_Information given_
□ □ □ □ □

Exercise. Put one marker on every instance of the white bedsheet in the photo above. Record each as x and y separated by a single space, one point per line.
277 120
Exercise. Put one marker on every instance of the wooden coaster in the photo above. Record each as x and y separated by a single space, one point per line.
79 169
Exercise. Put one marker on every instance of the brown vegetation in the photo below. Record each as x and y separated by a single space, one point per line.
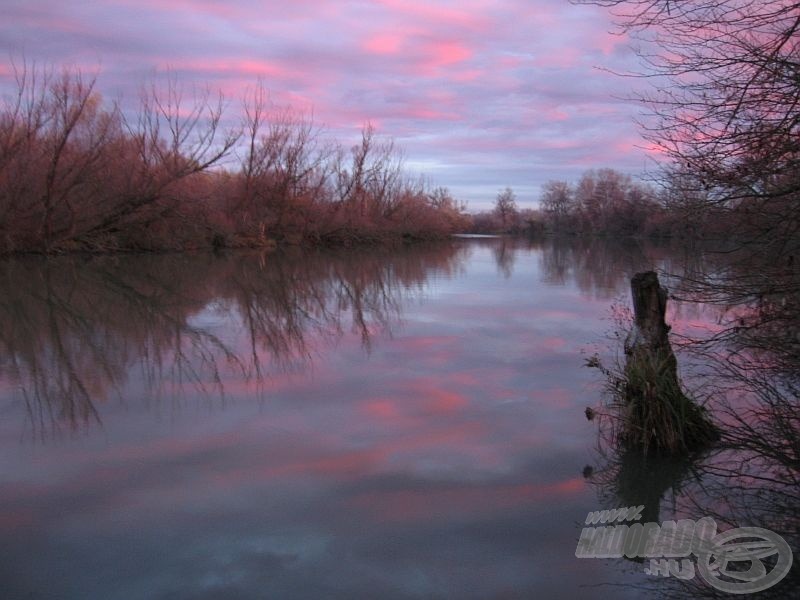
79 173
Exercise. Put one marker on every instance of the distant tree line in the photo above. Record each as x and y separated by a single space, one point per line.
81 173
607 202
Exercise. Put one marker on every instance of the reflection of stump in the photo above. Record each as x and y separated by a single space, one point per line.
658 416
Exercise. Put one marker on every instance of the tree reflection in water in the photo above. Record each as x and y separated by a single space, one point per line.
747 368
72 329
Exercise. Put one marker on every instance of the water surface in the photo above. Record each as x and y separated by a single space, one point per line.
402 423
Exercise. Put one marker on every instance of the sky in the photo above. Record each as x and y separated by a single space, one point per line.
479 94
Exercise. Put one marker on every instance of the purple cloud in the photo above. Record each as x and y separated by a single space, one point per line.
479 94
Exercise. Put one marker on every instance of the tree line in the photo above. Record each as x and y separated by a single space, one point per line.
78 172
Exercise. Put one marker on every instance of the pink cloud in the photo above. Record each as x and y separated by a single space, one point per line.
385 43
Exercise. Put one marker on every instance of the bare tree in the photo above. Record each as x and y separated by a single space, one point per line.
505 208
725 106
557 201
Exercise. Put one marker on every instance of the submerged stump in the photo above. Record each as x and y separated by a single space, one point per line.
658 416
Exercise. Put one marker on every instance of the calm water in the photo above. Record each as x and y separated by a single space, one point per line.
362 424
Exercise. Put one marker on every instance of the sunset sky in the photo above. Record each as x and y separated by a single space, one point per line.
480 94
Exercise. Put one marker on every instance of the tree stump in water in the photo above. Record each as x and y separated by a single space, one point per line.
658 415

□ □ □ □ □

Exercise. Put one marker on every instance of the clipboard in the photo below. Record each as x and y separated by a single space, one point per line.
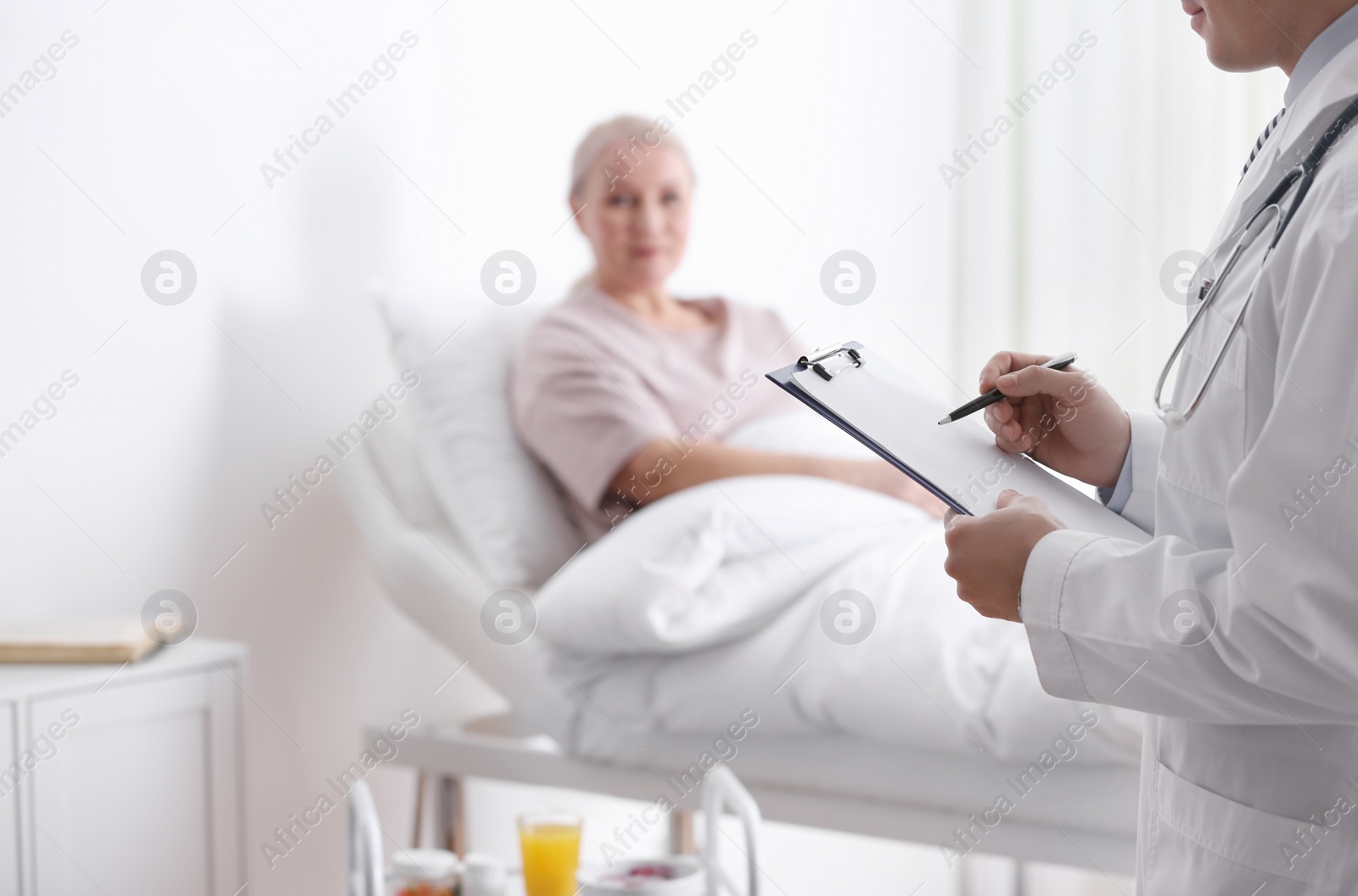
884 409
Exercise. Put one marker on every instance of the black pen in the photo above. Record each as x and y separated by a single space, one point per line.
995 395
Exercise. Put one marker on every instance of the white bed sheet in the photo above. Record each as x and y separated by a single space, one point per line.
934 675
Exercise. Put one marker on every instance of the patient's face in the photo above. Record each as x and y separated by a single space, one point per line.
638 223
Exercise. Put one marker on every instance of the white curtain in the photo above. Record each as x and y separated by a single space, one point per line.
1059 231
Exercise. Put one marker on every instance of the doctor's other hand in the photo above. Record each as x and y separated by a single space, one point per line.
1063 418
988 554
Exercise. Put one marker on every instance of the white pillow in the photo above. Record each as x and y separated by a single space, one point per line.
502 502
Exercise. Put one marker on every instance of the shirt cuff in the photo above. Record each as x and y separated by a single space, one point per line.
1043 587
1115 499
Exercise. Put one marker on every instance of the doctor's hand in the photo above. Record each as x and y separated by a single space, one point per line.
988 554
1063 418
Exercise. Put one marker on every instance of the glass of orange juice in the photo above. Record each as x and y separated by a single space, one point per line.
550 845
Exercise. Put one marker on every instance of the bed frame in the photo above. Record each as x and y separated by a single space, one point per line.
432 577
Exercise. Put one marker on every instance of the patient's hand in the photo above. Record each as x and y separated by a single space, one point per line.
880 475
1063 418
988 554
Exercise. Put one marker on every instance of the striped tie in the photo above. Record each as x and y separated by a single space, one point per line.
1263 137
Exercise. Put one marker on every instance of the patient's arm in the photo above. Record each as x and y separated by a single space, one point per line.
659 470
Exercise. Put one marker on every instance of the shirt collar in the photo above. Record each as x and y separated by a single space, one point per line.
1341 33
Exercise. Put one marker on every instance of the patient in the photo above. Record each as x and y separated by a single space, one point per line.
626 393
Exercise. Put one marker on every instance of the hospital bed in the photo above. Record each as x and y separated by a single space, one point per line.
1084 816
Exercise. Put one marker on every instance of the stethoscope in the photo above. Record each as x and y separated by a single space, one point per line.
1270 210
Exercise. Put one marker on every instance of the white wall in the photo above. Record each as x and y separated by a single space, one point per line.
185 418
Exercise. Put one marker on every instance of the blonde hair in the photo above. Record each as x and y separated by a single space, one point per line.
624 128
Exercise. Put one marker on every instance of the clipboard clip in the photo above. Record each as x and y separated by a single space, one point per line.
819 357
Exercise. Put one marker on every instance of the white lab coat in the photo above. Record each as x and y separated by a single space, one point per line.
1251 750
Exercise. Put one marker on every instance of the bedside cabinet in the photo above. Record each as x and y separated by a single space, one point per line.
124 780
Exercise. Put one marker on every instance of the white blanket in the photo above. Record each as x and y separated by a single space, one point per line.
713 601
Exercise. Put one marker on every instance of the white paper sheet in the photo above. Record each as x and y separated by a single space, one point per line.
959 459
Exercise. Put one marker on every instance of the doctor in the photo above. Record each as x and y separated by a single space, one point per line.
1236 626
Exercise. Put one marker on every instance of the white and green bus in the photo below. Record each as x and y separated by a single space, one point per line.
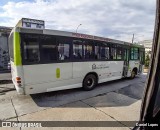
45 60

□ □ □ □ □

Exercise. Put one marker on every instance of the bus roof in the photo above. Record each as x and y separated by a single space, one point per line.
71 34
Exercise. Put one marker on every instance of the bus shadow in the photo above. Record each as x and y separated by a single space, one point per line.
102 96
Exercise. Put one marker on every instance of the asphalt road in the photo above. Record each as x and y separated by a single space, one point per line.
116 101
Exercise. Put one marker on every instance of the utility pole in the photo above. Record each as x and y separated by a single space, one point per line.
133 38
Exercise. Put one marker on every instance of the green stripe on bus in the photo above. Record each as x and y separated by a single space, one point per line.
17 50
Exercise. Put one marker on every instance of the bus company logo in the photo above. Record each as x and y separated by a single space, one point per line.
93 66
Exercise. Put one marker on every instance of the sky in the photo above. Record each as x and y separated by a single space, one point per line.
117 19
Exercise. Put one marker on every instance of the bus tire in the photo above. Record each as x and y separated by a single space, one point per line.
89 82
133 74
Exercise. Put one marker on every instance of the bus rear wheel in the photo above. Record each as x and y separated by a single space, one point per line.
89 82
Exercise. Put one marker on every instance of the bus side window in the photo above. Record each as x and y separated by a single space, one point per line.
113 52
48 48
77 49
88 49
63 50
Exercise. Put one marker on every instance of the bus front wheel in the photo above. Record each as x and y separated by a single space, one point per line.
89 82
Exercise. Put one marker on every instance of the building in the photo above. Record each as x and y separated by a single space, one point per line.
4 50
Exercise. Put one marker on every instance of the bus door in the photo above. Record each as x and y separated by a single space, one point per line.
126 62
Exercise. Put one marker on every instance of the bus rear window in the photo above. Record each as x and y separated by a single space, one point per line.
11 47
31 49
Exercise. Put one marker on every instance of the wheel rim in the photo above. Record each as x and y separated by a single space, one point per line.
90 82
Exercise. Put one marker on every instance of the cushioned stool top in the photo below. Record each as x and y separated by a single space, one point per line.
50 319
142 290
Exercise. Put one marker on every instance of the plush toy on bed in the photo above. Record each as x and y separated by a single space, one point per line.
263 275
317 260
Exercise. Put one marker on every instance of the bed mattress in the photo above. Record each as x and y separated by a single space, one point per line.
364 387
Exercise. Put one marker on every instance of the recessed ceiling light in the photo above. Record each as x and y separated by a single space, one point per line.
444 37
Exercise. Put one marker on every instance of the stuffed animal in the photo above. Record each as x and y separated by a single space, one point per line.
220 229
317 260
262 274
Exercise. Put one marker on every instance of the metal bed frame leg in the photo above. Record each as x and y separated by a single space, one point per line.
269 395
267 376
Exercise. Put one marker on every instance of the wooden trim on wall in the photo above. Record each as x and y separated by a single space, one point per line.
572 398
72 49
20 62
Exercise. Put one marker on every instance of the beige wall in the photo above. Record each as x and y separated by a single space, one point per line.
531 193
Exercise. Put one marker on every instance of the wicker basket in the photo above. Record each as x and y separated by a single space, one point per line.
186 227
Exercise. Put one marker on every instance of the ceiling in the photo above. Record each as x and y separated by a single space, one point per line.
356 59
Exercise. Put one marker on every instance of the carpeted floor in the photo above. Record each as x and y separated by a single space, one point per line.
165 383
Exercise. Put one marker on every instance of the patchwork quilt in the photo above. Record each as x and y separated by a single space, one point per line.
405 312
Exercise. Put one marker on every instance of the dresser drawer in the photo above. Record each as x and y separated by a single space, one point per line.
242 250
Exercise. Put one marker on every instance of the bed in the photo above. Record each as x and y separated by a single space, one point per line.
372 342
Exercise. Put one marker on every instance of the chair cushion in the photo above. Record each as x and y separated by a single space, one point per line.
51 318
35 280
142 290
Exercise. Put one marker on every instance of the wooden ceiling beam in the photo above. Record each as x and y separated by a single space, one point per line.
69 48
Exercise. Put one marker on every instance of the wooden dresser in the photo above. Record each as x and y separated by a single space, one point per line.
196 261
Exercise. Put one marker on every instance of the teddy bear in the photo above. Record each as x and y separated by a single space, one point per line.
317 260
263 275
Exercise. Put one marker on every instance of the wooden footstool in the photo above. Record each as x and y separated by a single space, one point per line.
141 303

□ □ □ □ □

_What the task asks_
How many lines of the listing above contain the word "dresser"? Give only the number.

_Task output_
2